--- Begin EXERCISE INPUT ---
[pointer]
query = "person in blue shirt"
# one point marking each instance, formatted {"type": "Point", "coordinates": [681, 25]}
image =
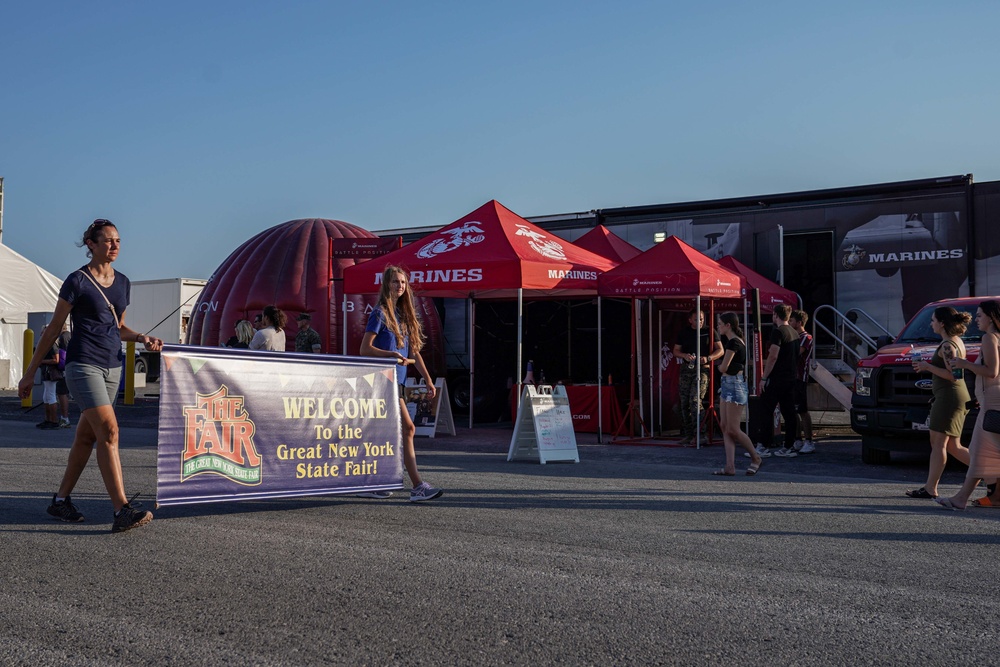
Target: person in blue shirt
{"type": "Point", "coordinates": [394, 331]}
{"type": "Point", "coordinates": [96, 297]}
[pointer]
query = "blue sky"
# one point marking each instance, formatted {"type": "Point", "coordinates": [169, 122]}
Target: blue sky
{"type": "Point", "coordinates": [195, 125]}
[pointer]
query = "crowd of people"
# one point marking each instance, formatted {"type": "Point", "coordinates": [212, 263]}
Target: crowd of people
{"type": "Point", "coordinates": [88, 365]}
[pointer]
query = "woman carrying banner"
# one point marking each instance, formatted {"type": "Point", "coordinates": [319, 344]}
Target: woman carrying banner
{"type": "Point", "coordinates": [394, 331]}
{"type": "Point", "coordinates": [96, 297]}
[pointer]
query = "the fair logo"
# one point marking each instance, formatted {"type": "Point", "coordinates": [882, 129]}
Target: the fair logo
{"type": "Point", "coordinates": [218, 439]}
{"type": "Point", "coordinates": [853, 256]}
{"type": "Point", "coordinates": [541, 244]}
{"type": "Point", "coordinates": [468, 234]}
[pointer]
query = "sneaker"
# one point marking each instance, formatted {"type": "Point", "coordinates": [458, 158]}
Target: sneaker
{"type": "Point", "coordinates": [65, 510]}
{"type": "Point", "coordinates": [424, 492]}
{"type": "Point", "coordinates": [377, 495]}
{"type": "Point", "coordinates": [762, 451]}
{"type": "Point", "coordinates": [128, 518]}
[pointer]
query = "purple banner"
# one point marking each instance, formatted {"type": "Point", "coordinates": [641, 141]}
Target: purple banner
{"type": "Point", "coordinates": [241, 424]}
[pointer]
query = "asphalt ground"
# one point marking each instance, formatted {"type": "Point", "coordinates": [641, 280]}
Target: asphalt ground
{"type": "Point", "coordinates": [635, 555]}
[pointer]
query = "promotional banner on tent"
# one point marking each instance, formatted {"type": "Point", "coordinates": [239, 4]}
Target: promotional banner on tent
{"type": "Point", "coordinates": [240, 424]}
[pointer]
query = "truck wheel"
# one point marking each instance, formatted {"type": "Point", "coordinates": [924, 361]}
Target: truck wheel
{"type": "Point", "coordinates": [873, 456]}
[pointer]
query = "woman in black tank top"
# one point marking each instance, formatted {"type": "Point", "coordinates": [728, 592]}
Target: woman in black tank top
{"type": "Point", "coordinates": [733, 395]}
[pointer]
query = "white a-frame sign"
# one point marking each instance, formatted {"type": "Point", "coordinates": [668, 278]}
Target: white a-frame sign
{"type": "Point", "coordinates": [544, 427]}
{"type": "Point", "coordinates": [430, 415]}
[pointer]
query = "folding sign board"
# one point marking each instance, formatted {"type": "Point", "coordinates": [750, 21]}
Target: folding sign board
{"type": "Point", "coordinates": [430, 416]}
{"type": "Point", "coordinates": [544, 427]}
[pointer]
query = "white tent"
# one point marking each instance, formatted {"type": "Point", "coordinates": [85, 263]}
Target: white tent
{"type": "Point", "coordinates": [25, 288]}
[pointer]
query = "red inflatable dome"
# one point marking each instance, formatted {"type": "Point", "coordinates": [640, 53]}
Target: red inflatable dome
{"type": "Point", "coordinates": [292, 266]}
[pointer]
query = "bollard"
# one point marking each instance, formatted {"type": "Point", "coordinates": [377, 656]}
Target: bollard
{"type": "Point", "coordinates": [26, 354]}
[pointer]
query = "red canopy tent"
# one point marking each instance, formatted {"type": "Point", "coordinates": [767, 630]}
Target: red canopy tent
{"type": "Point", "coordinates": [604, 242]}
{"type": "Point", "coordinates": [491, 253]}
{"type": "Point", "coordinates": [670, 270]}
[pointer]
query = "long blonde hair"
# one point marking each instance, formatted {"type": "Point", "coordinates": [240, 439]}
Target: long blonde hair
{"type": "Point", "coordinates": [410, 325]}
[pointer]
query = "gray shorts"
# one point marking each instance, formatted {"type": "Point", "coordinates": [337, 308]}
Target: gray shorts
{"type": "Point", "coordinates": [93, 386]}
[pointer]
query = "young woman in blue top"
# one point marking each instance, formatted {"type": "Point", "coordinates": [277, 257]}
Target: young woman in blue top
{"type": "Point", "coordinates": [96, 297]}
{"type": "Point", "coordinates": [394, 331]}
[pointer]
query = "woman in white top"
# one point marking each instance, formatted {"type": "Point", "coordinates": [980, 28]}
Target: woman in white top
{"type": "Point", "coordinates": [271, 336]}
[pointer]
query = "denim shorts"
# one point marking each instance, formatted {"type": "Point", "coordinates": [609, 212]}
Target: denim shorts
{"type": "Point", "coordinates": [733, 389]}
{"type": "Point", "coordinates": [93, 386]}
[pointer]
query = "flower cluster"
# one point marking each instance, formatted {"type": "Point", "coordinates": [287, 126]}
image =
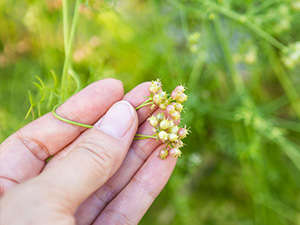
--- End EXERCISE INPUT ---
● DIRECTIONS FOR THIS TASK
List every line of the material above that contains the string "people", copying each such line in full.

● THE RESPONSE
query = "crowd of people"
Target: crowd of people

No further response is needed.